**Provided data:**
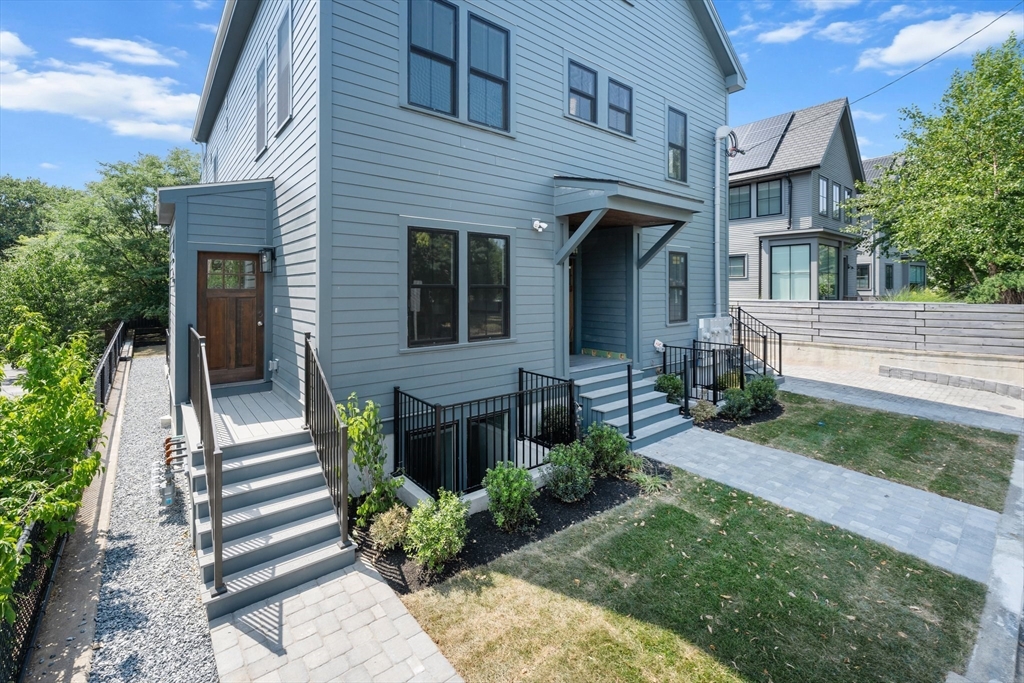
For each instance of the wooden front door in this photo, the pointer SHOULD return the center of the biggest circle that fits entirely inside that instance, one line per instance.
(230, 315)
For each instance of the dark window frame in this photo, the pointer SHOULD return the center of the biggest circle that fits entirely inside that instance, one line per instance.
(684, 287)
(454, 287)
(487, 76)
(580, 93)
(506, 288)
(768, 184)
(452, 62)
(614, 108)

**Assignment:**
An exact repeat of the lines from the one containing "For each instance of the dark" through the final line of the entries is the whole answer.

**The answer:**
For each instance of the dark window frame in this photo, the pointer SHOULD return the center of the biggest circle that fits entirely inside that instance, one line per instance.
(684, 287)
(454, 287)
(487, 76)
(580, 93)
(506, 288)
(768, 184)
(452, 62)
(614, 108)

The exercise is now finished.